Exercise task: Write the material out again exactly as it stands.

## begin Records to process

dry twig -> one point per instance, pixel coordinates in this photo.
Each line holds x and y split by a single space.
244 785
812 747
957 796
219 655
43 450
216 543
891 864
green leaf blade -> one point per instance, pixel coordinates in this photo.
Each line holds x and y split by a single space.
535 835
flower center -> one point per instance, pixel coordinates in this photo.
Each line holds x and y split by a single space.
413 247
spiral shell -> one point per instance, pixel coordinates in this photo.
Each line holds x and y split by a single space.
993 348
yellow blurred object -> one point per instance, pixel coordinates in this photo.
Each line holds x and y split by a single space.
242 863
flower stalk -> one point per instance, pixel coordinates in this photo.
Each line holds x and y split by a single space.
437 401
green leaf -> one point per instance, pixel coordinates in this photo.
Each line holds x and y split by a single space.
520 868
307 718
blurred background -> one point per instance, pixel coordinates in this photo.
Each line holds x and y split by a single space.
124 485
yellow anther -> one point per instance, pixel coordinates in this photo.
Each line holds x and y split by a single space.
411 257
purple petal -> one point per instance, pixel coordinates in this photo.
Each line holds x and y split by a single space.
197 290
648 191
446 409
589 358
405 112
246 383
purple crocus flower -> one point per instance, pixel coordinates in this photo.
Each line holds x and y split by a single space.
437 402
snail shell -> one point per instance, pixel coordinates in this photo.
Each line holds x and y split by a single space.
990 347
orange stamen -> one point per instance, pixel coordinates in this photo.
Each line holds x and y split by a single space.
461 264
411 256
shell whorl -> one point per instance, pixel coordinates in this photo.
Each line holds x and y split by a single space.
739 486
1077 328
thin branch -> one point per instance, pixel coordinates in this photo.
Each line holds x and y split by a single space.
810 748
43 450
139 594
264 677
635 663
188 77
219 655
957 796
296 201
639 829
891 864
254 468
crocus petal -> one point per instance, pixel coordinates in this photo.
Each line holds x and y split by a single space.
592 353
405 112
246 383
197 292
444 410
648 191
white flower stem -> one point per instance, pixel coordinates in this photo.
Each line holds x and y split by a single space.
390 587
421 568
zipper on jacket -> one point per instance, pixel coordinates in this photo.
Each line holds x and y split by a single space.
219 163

## end Records to process

Task answer:
dry twig -> one point per instance, pixel coordinates in this photo.
Each line holds x and y split by a single space.
244 785
812 747
957 796
219 655
43 450
216 543
891 864
green leaf blade -> one point per instance, pixel coordinates in this photo.
Each line holds x and y split by a single space.
535 835
flower center -> one point per instance, pixel coordinates in this photo.
Each line holds x and y split by a single space.
413 247
spiral shell -> one point per instance, pixel coordinates in this photo.
Each line holds x and y split by a single space.
993 348
yellow blurred object -> one point per instance, pixel coordinates in this photo.
Each line holds x and y split by a single space.
242 863
flower stalk -> one point per instance, pixel coordinates in this photo.
Each line holds x and y split by a single space.
437 401
green leaf -> one point per instance, pixel coordinates in this photo.
Each line holds x and y split by a single space.
520 868
307 718
blurred background -> one point per instance, pixel coordinates in this photo.
Each line holds x and y split by a single space.
124 485
yellow anther -> one point per instance, pixel coordinates in this photo.
Each line holds x and y split by a single space.
411 257
purple petal -> one point per instance, pixel coordinates in this photo.
Each line holds x and y split by a single space.
197 290
648 191
446 409
589 358
405 112
246 383
purple crocus flower -> one point per instance, pixel coordinates in this photo.
Each line holds x and y split by a single space.
437 402
snail shell -> one point per instance, pixel coordinates in this photo.
Each line holds x and y split by a single space.
990 347
orange stamen -> one point per instance, pixel coordinates in this photo.
Each line holds x and y split by a single space.
461 264
411 256
shell whorl -> one point per instance, pixel coordinates in this photo.
Each line holds x and y split by a single space.
739 486
1077 328
thin branch -> one point per instance, pixel coordinates in this photo.
Each line holds x and y split by a single space.
810 748
43 450
139 594
264 677
635 663
188 77
219 655
957 796
296 201
639 829
891 864
254 468
crocus petal -> one point per instance, pixel coordinates in this photo.
Each line holds x and y split by a single space.
592 353
405 112
246 383
197 292
444 410
648 191
white flower stem -> one point per instance, pixel coordinates in this photo.
Each line holds x and y split by a single space.
390 587
421 568
zipper on jacket -> one point per instance, pixel coordinates in this photo.
Each line holds x and y split by a single space.
219 163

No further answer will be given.